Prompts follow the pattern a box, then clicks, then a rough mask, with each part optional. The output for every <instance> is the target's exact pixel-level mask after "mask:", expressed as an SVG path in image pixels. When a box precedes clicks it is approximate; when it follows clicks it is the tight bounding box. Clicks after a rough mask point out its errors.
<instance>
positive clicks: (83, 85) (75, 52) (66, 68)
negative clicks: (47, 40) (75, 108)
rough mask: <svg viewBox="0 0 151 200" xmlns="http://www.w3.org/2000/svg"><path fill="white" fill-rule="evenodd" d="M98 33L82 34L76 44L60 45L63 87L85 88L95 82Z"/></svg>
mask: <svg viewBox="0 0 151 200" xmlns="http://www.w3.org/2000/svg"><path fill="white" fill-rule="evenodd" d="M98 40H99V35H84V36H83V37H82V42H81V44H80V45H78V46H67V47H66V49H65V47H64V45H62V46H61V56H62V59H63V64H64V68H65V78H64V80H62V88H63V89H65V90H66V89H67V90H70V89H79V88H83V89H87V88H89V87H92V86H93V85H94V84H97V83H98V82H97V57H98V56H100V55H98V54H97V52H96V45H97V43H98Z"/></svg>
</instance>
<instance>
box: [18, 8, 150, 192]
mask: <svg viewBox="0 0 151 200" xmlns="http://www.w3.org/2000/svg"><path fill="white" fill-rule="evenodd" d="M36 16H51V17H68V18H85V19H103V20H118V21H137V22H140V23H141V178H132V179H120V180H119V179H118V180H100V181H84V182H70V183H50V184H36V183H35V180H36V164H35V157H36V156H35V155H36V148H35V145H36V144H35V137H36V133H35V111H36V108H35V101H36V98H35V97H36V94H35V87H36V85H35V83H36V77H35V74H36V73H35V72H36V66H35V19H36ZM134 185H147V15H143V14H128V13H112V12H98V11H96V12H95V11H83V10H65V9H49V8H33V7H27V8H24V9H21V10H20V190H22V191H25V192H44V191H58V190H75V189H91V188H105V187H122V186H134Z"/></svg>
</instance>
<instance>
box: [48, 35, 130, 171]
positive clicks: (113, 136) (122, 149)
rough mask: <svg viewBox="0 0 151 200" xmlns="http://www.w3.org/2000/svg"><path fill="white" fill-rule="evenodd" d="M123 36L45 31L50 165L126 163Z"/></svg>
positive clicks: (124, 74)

### [Task instructions]
Can you copy out every line of the records above, character for character, with nothing changed?

### [Finished exercise]
Prompts follow the pattern a box, then clicks, then a rough mask, with each part optional. The output for every <instance> is the target's exact pixel-level mask after "mask:", expressed as an SVG path in image pixels. When a box precedes clicks it is approximate; when it follows clicks it is the tight bounding box. Clicks after a rough mask point out its errors.
<instance>
positive clicks: (83, 85) (75, 52) (66, 68)
negative clicks: (47, 40) (75, 108)
rough mask: <svg viewBox="0 0 151 200" xmlns="http://www.w3.org/2000/svg"><path fill="white" fill-rule="evenodd" d="M98 33L82 34L76 44L60 45L63 87L85 88L95 82Z"/></svg>
mask: <svg viewBox="0 0 151 200" xmlns="http://www.w3.org/2000/svg"><path fill="white" fill-rule="evenodd" d="M98 40H99V35H84V36H83V37H82V42H81V44H80V45H78V46H67V47H66V49H65V47H64V45H62V46H61V56H62V59H63V64H64V68H65V78H64V80H62V88H63V89H65V90H66V89H67V90H70V89H79V88H83V89H87V88H89V87H92V86H93V85H94V84H97V83H98V82H97V57H98V56H100V55H98V54H97V52H96V45H97V43H98Z"/></svg>
</instance>
<instance>
box: [18, 8, 150, 192]
mask: <svg viewBox="0 0 151 200" xmlns="http://www.w3.org/2000/svg"><path fill="white" fill-rule="evenodd" d="M36 16H51V17H68V18H85V19H103V20H118V21H137V22H140V23H141V178H132V179H120V180H119V179H118V180H100V181H84V182H70V183H50V184H36V183H35V180H36V164H35V157H36V156H35V155H36V148H35V145H36V144H35V137H36V133H35V111H36V108H35V101H36V98H35V97H36V94H35V87H36V85H35V83H36V77H35V74H36V73H35V72H36V66H35V19H36ZM134 185H147V15H143V14H128V13H112V12H98V11H96V12H95V11H83V10H65V9H49V8H33V7H27V8H24V9H21V10H20V190H22V191H25V192H44V191H58V190H75V189H91V188H105V187H122V186H134Z"/></svg>
</instance>
<instance>
box: [48, 35, 130, 171]
positive clicks: (113, 136) (122, 149)
rough mask: <svg viewBox="0 0 151 200" xmlns="http://www.w3.org/2000/svg"><path fill="white" fill-rule="evenodd" d="M123 36L45 31L50 165L126 163Z"/></svg>
positive clicks: (124, 74)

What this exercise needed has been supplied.